PROBLEM: Gather every line of the listing below that contains the word "face", and copy each one as it appears. Case counts when matching the word.

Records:
· · · ·
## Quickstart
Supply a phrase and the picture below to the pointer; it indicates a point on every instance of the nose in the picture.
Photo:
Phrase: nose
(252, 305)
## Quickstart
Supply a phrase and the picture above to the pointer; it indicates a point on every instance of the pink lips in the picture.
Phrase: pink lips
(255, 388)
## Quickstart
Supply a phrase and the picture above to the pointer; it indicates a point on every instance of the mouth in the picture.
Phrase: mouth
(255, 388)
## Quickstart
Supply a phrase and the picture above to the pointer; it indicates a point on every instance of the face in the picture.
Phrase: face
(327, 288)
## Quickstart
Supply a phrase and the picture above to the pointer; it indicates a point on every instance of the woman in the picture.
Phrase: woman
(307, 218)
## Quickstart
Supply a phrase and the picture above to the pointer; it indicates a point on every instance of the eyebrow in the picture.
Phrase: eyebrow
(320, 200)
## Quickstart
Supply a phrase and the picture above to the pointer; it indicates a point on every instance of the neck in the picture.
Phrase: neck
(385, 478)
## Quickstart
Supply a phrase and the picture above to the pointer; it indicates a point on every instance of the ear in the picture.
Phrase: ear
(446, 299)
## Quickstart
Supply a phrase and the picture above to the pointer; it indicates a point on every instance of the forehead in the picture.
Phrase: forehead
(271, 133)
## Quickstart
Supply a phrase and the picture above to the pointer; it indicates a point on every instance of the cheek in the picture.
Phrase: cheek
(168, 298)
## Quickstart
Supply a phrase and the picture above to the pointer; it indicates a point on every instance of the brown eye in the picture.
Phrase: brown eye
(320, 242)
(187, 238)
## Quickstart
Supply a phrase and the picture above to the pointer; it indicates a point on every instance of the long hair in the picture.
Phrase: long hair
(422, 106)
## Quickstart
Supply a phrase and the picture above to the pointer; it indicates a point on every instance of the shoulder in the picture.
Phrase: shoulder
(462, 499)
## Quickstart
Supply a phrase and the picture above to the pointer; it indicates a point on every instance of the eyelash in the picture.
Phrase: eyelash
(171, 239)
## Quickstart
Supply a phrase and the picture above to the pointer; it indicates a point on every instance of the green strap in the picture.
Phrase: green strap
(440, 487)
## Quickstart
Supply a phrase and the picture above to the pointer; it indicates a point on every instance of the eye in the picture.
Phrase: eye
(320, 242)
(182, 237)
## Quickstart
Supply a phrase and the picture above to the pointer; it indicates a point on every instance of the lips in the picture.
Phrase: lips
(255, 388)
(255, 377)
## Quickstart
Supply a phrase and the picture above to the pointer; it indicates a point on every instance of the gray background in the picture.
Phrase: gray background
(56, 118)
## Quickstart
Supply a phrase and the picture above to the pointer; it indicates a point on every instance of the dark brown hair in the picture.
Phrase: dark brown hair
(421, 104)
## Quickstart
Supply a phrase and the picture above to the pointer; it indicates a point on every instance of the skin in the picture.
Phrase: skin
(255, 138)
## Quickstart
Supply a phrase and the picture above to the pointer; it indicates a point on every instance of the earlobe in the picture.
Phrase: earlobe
· · · ·
RESULT:
Supply a phrase and the picture above to the pointer; it indicates a point on every instance of the face in the picture.
Phrase: face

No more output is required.